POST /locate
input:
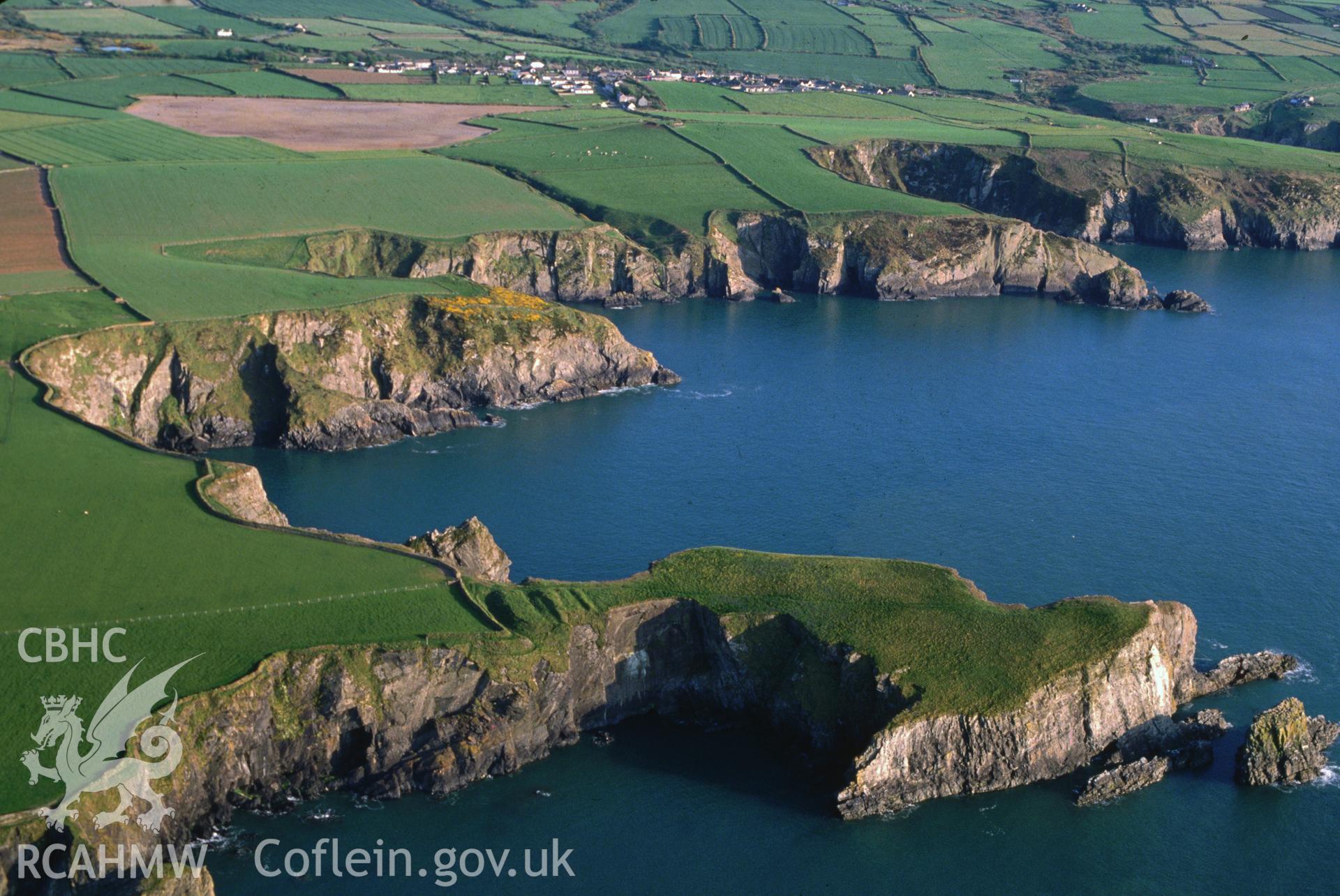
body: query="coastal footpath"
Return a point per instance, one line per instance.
(336, 378)
(1103, 197)
(907, 722)
(748, 255)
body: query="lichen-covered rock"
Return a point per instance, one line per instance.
(338, 378)
(237, 491)
(1146, 753)
(1286, 747)
(468, 547)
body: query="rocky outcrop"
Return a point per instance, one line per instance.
(387, 722)
(469, 548)
(1057, 730)
(338, 378)
(237, 491)
(1119, 781)
(1286, 747)
(888, 256)
(1102, 196)
(1146, 753)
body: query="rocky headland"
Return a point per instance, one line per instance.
(1106, 197)
(1286, 747)
(468, 547)
(336, 378)
(747, 255)
(387, 721)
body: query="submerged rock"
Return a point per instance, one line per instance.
(236, 489)
(338, 378)
(1286, 747)
(468, 547)
(1185, 300)
(1241, 669)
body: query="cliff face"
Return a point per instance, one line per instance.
(237, 491)
(393, 721)
(882, 256)
(911, 257)
(468, 548)
(1094, 196)
(390, 722)
(338, 378)
(1060, 729)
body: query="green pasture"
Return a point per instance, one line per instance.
(100, 20)
(116, 93)
(109, 532)
(473, 94)
(131, 140)
(119, 217)
(953, 651)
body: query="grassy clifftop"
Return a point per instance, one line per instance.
(946, 647)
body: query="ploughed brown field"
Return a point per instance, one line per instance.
(29, 237)
(354, 77)
(317, 125)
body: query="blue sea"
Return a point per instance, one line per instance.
(1041, 449)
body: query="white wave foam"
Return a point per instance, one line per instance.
(699, 397)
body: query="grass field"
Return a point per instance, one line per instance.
(29, 319)
(475, 94)
(116, 93)
(102, 20)
(119, 216)
(775, 161)
(268, 83)
(641, 179)
(303, 10)
(128, 542)
(29, 68)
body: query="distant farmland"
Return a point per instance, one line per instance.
(118, 218)
(317, 125)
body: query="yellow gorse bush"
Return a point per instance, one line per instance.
(507, 304)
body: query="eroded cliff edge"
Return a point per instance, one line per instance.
(336, 378)
(1103, 196)
(387, 721)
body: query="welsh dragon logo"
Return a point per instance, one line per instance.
(105, 765)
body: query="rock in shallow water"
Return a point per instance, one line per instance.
(1286, 747)
(1124, 779)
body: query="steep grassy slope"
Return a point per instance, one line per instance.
(118, 218)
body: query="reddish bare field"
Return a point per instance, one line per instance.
(317, 125)
(354, 77)
(29, 237)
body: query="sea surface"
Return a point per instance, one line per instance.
(1044, 450)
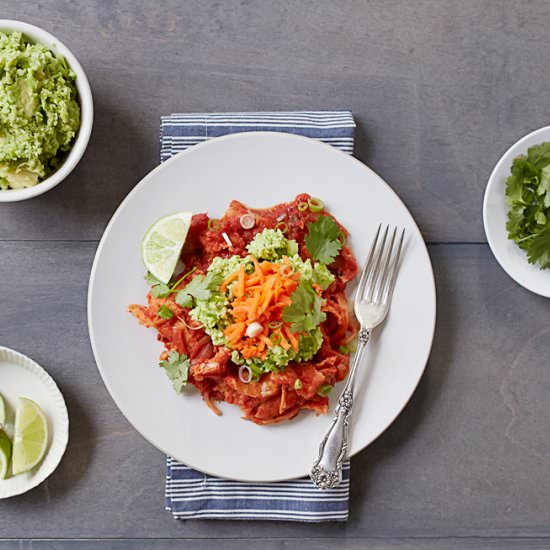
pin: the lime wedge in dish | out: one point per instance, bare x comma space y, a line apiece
2, 411
30, 439
162, 244
5, 454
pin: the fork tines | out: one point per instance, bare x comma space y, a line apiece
379, 274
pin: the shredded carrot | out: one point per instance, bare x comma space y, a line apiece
260, 297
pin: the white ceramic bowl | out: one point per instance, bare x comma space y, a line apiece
508, 254
86, 107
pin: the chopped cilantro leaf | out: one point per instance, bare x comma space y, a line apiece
305, 310
528, 195
199, 288
177, 369
324, 390
165, 312
324, 239
160, 291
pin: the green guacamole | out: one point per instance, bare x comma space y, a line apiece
214, 311
39, 111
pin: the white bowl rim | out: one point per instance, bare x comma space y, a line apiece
86, 108
491, 238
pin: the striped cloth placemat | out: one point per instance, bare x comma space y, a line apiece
190, 494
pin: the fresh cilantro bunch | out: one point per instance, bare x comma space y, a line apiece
305, 310
161, 290
528, 194
177, 369
200, 288
324, 239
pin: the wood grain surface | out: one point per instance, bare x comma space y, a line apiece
440, 88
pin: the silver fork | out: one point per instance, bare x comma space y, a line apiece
372, 302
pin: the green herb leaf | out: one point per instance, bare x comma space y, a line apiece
177, 369
324, 390
199, 288
528, 194
165, 312
160, 291
324, 240
305, 310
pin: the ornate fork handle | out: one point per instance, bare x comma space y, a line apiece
327, 469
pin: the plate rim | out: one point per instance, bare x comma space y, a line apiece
489, 189
25, 362
207, 143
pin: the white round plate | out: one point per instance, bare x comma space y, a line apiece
260, 169
495, 210
20, 376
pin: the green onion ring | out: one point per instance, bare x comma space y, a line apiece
282, 226
214, 224
315, 204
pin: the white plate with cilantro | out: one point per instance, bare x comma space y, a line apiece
260, 169
516, 211
28, 390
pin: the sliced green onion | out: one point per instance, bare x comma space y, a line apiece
165, 312
214, 224
315, 204
245, 374
324, 390
257, 371
282, 226
248, 221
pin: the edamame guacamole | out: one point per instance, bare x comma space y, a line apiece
39, 111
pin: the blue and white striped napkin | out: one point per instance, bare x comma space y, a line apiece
190, 494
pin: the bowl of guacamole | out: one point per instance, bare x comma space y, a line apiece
46, 111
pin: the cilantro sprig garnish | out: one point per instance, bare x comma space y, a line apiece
528, 194
165, 313
177, 369
324, 239
200, 288
161, 290
305, 310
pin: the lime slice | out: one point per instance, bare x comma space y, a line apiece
2, 411
162, 244
31, 436
5, 454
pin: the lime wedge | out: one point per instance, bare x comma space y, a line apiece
2, 411
5, 454
162, 244
31, 436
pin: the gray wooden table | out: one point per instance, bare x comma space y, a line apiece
440, 89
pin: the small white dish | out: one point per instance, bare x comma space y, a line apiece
20, 376
495, 209
86, 111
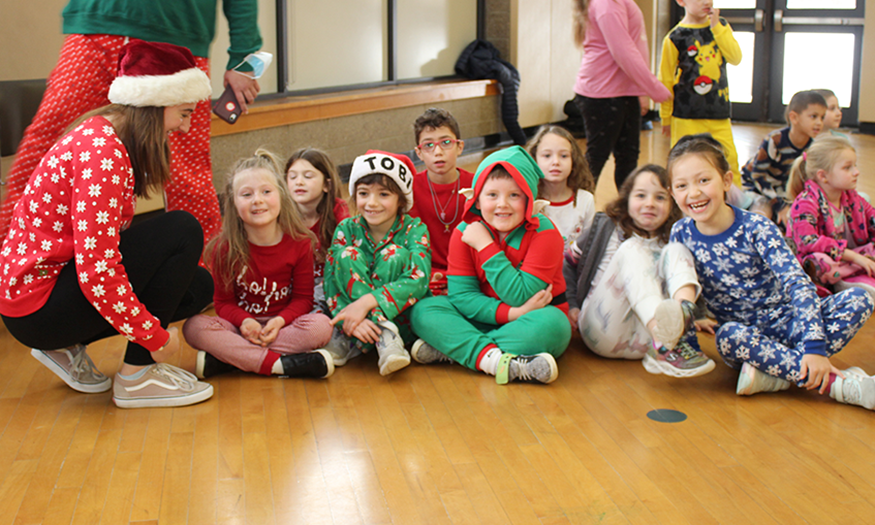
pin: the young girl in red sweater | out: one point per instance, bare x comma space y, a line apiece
262, 266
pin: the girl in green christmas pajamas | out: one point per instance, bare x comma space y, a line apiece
378, 264
506, 302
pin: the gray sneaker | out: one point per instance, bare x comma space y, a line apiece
538, 368
751, 381
390, 348
75, 368
425, 354
854, 390
161, 385
340, 348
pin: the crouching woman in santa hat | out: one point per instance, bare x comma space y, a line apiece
73, 272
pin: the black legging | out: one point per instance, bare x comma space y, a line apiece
612, 125
160, 256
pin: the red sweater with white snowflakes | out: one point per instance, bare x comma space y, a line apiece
278, 281
77, 202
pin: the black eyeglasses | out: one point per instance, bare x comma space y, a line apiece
445, 144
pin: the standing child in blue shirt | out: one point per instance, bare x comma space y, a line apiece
766, 174
773, 327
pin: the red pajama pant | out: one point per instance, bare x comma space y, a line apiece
80, 83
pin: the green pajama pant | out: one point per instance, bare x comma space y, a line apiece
442, 326
354, 276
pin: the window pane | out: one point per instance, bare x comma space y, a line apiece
741, 76
830, 55
821, 4
737, 4
431, 35
336, 43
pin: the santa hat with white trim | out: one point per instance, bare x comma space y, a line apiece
396, 166
157, 74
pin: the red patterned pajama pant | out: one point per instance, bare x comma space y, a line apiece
80, 83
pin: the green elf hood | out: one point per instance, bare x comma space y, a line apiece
524, 170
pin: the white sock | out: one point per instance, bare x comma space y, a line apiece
489, 362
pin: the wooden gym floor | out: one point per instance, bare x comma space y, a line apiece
441, 444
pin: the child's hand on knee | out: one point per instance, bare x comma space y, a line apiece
355, 313
537, 301
271, 330
251, 330
170, 348
573, 315
817, 369
367, 331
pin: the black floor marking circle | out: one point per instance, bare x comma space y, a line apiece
666, 415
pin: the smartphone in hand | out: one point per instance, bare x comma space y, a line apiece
227, 107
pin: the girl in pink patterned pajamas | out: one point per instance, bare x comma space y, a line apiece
262, 267
830, 223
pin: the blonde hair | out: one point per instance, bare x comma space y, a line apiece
228, 254
581, 19
325, 210
580, 177
822, 155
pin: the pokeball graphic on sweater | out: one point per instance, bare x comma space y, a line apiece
703, 85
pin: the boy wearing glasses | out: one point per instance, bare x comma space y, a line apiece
436, 198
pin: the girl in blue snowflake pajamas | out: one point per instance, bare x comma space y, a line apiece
774, 328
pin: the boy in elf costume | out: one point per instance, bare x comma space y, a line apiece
506, 291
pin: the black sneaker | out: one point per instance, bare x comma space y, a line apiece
318, 364
209, 366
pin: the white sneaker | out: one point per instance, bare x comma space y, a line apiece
751, 380
854, 390
390, 348
75, 368
161, 385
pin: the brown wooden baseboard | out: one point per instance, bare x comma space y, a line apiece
281, 112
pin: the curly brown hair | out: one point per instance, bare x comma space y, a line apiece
618, 210
580, 177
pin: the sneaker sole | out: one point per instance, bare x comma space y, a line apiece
393, 364
169, 401
329, 362
655, 367
669, 317
59, 371
200, 364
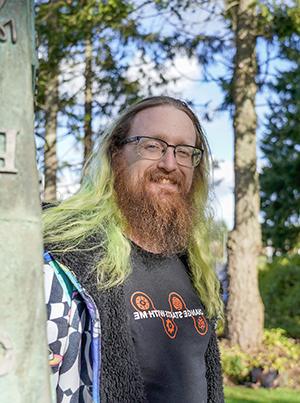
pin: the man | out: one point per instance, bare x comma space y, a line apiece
132, 298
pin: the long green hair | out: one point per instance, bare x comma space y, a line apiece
93, 211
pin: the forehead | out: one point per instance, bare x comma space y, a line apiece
166, 122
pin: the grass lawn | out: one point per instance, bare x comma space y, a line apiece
240, 394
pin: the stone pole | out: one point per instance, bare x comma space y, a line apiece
24, 374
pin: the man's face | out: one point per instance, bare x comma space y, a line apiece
165, 175
154, 195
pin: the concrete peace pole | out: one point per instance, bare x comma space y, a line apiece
24, 374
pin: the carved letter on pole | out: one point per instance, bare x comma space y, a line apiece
11, 24
8, 151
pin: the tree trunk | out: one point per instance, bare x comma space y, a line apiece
50, 150
88, 100
245, 308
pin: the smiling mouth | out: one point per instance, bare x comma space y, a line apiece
166, 184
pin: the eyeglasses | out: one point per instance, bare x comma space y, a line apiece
154, 149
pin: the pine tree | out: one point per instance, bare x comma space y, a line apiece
280, 177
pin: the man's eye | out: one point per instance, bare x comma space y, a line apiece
152, 146
183, 153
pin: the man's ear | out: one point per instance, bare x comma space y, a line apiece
46, 205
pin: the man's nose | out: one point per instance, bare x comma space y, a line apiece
168, 160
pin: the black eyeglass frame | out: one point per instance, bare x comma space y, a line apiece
196, 150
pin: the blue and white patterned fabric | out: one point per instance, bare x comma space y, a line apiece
73, 329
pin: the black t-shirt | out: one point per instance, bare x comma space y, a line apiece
168, 327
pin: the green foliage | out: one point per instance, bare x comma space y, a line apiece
280, 290
239, 394
280, 179
277, 352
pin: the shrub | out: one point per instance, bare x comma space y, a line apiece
279, 283
277, 352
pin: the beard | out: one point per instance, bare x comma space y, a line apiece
161, 221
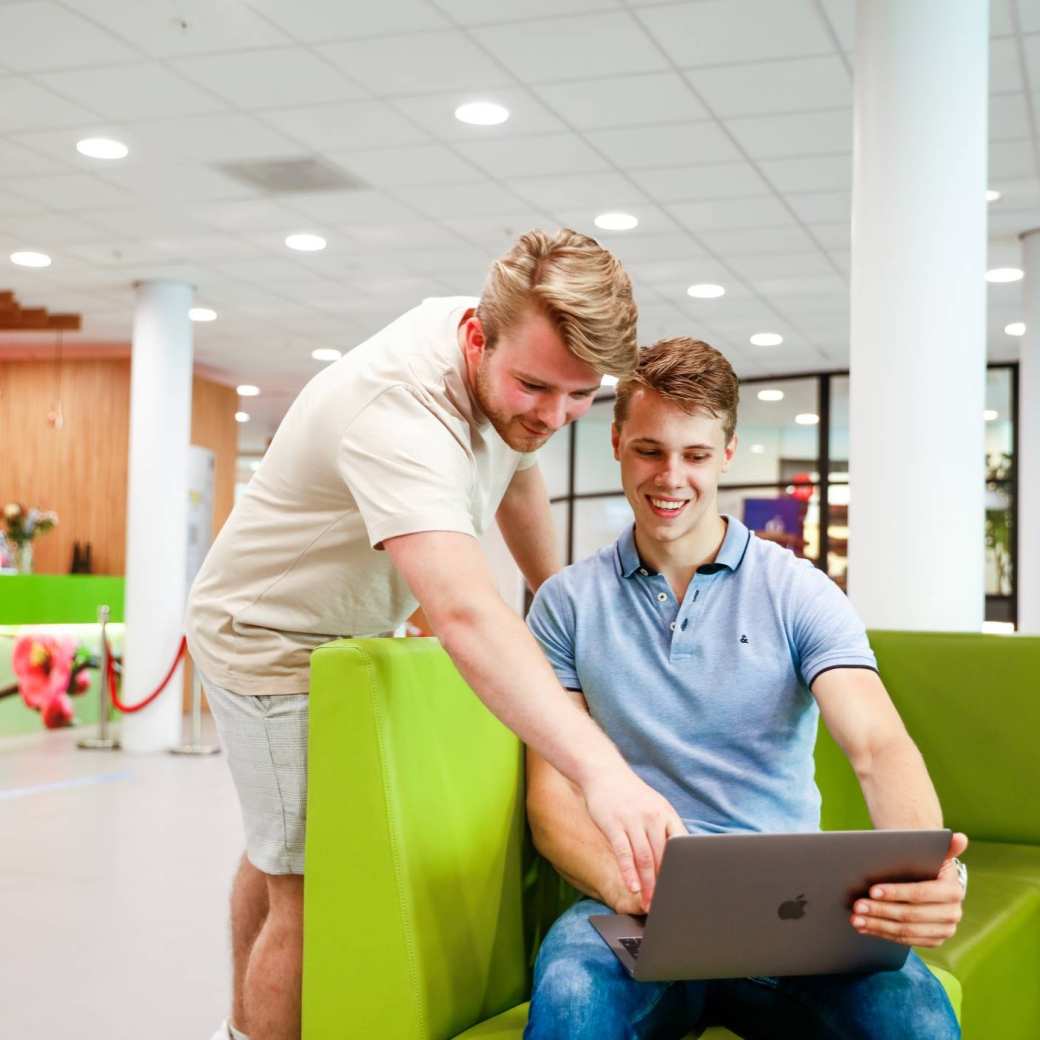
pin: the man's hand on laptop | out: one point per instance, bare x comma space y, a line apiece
920, 913
637, 823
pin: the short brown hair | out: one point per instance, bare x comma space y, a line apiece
686, 372
580, 287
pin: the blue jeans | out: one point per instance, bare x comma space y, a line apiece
581, 992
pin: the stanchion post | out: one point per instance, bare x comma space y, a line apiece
102, 742
196, 747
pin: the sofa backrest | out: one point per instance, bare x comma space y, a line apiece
971, 703
415, 831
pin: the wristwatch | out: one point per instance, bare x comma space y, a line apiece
962, 873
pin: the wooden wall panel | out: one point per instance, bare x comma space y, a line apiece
80, 471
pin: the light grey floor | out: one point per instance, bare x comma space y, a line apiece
114, 873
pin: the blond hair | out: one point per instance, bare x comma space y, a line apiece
577, 285
689, 373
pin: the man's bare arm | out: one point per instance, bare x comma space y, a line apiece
526, 525
899, 793
501, 661
565, 834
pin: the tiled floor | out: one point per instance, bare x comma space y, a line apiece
114, 872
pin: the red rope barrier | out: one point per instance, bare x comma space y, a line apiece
130, 708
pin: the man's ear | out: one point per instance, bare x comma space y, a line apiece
728, 453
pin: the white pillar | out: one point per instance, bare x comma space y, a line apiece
918, 303
1028, 462
157, 510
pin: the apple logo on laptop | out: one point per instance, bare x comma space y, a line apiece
793, 909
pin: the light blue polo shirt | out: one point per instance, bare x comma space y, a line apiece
708, 699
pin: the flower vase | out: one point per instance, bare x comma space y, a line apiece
23, 557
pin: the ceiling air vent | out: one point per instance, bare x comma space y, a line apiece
287, 176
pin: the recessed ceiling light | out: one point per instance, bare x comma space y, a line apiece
306, 242
482, 113
1004, 275
705, 290
102, 148
26, 258
616, 222
327, 354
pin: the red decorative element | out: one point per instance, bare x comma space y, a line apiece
43, 666
112, 686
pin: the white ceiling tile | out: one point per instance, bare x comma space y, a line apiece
623, 101
752, 240
318, 21
416, 63
164, 29
821, 173
822, 207
27, 106
416, 164
1009, 117
18, 161
1005, 69
352, 125
39, 35
801, 84
762, 211
282, 77
677, 145
721, 31
436, 113
720, 180
339, 209
564, 153
573, 48
70, 191
132, 92
446, 201
222, 137
1011, 158
803, 133
757, 268
482, 13
595, 190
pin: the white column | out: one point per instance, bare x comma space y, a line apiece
918, 302
1029, 443
157, 510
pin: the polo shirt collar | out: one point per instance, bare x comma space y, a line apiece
730, 555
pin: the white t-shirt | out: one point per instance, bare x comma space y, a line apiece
387, 441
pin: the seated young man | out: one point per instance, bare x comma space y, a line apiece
708, 655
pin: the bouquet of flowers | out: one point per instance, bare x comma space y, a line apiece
22, 525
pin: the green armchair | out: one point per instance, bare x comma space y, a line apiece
423, 903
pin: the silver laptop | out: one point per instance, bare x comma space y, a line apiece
731, 906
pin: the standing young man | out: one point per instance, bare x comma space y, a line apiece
370, 498
707, 655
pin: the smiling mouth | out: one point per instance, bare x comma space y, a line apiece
667, 508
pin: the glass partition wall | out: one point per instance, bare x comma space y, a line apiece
789, 478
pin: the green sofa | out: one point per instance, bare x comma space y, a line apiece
424, 903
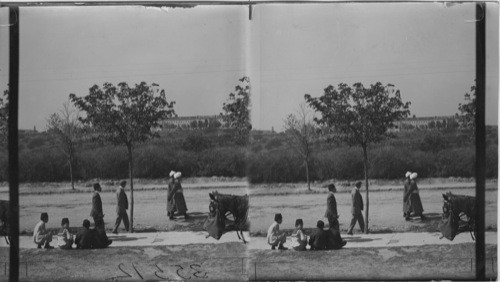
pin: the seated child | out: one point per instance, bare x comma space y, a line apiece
100, 238
274, 236
319, 238
65, 239
41, 236
84, 238
299, 239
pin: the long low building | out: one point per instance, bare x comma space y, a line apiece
193, 122
434, 122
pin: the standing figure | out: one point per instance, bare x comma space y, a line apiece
299, 239
406, 197
170, 196
65, 241
274, 236
41, 236
416, 203
331, 208
180, 202
356, 209
96, 212
121, 207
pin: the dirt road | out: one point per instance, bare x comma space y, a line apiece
385, 210
149, 210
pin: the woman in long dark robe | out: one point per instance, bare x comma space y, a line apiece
180, 202
406, 197
416, 203
170, 196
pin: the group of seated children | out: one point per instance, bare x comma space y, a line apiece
320, 239
86, 238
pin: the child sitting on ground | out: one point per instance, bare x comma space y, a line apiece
299, 241
41, 236
65, 239
274, 236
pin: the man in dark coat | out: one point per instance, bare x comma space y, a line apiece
416, 203
406, 197
356, 209
331, 208
334, 239
121, 207
170, 196
84, 238
96, 212
318, 239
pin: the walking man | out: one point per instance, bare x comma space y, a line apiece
96, 212
121, 207
356, 209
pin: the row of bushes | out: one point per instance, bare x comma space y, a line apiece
152, 161
112, 163
386, 162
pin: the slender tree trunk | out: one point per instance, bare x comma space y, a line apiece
131, 171
307, 174
71, 173
365, 163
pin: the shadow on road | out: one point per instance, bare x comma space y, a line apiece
125, 238
351, 239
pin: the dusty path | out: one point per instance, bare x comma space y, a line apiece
385, 210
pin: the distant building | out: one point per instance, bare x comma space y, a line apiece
425, 123
193, 122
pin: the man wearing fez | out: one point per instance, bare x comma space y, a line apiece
121, 207
356, 209
96, 212
170, 196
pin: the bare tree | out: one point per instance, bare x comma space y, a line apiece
301, 134
67, 128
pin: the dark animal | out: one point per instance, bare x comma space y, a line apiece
459, 215
221, 206
4, 219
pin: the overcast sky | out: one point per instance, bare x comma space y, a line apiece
198, 54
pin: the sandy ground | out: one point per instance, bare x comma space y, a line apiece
395, 263
207, 262
385, 210
170, 238
149, 209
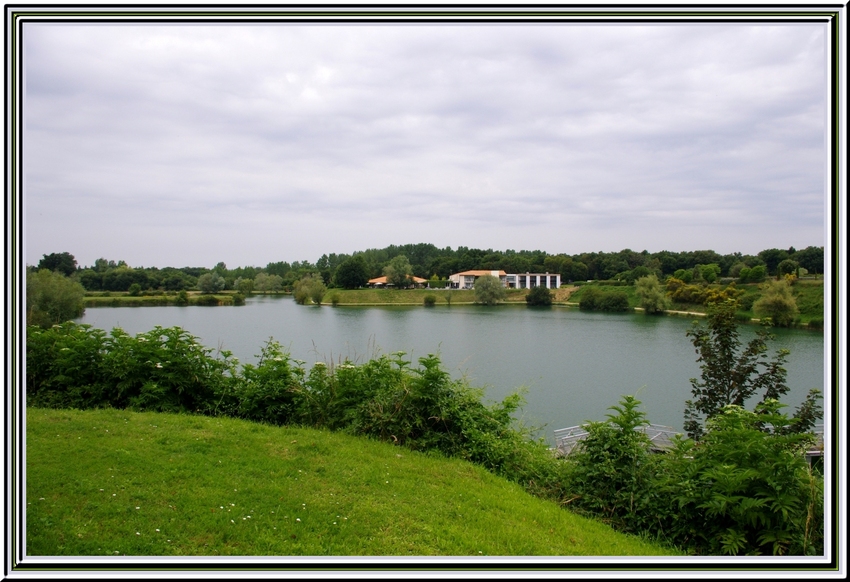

• **Description of the task**: Write out the rows word for word, from the line with "pin: the dusty" through the last line of the rows, including both ends. Leave any pictures out.

• **Final result**:
pin: the dusty path | out: one point per instance, bare x comma space y, a line apiece
385, 210
pin: the distant building | out: one point per instance, bare x comma space y, a line apiece
425, 123
193, 122
pin: the man wearing fez | out: one point per instance, bare x comma space y, a line apiece
121, 207
356, 209
96, 212
170, 196
pin: the bare tree | out: one point per instance, bare x comma space y, a line apiece
301, 134
67, 128
pin: the dark animal | out: one point per instance, bare x comma space y, a line apiece
459, 215
221, 206
4, 219
pin: the overcast sky | out: one point per instance, bare x comma space y, a line apiece
198, 54
pin: the sandy ground | out: one point per instance, bare x comma space y, a line apiece
395, 263
207, 262
385, 210
170, 238
149, 209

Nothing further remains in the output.